EXCERPTED TEXT
The Effects of AgingPosted by admin on July 18th, 2009
From what I can tell, the worst effect of aging is not the crow’s feet, slow metabolism, or lack of technological prowess. It’s the overwhelming need to project one’s fears upon younger souls.
Since aging is relative, this effect hits every age group. Even though I am very young in the grand scheme of life, I find myself speaking to my pre-teen or teenaged tutoring clients and relatives as though I have the answers to all their predicaments. I tell them not to get so worried, not to rest their hopes on the generosity of a teacher or the devotion of a new love, and sometimes share stories from my middle or high school years. After the fact, though, I always wonder how my mouth shifted into overdrive and why I couldn’t just listen and offer support instead of advice.

TASKS TO PERFORM
[a] Copy word for word the part of the post on the effects of aging that opens with the words containing "The Effects of" and closes with "upon younger souls.".
[b] Based on the post on the effects of aging, decide whether each statement agrees with it: (i) the writer names crow's feet as the worst effect of aging; (ii) the writer says the effect described hits every age group; (iii) the writer tutors pre-teen or teenaged clients. Answer yes or no for each and quote the deciding words.
The items that follow come from a separate source.

DATA FOR ANALYSIS
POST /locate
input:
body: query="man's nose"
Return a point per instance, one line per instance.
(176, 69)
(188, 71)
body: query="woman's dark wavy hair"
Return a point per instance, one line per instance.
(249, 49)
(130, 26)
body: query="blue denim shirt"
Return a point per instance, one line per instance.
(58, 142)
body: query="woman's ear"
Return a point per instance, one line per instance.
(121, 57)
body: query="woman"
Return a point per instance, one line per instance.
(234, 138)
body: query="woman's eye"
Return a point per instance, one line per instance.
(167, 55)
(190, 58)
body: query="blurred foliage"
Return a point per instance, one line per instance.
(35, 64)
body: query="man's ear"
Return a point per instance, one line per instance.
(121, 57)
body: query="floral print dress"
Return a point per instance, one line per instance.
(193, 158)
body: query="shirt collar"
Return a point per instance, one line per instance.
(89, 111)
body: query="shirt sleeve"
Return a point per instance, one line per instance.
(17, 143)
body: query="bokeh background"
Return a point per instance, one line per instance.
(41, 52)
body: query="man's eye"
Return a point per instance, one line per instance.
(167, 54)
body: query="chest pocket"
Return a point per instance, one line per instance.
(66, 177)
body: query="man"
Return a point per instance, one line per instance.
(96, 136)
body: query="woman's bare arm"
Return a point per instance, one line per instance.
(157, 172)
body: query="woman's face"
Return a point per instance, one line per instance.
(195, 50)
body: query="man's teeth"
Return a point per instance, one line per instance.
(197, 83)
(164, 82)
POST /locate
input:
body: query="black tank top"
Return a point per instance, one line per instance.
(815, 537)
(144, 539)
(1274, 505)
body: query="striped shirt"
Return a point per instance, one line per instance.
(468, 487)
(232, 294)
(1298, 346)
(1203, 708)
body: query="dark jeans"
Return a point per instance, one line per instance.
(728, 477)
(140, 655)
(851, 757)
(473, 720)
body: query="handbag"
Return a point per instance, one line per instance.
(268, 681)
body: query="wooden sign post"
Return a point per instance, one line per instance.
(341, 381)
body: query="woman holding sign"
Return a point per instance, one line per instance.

SOLUTIONS PER TASK
[a]
The Effects of AgingPosted by admin on July 18th, 2009
From what I can tell, the worst effect of aging is not the crow’s feet, slow metabolism, or lack of technological prowess. It’s the overwhelming need to project one’s fears upon younger souls.

[b]
(i) No: "the worst effect of aging is not the crow’s feet"
(ii) Yes: "Since aging is relative, this effect hits every age group."
(iii) Yes: "my pre-teen or teenaged tutoring clients"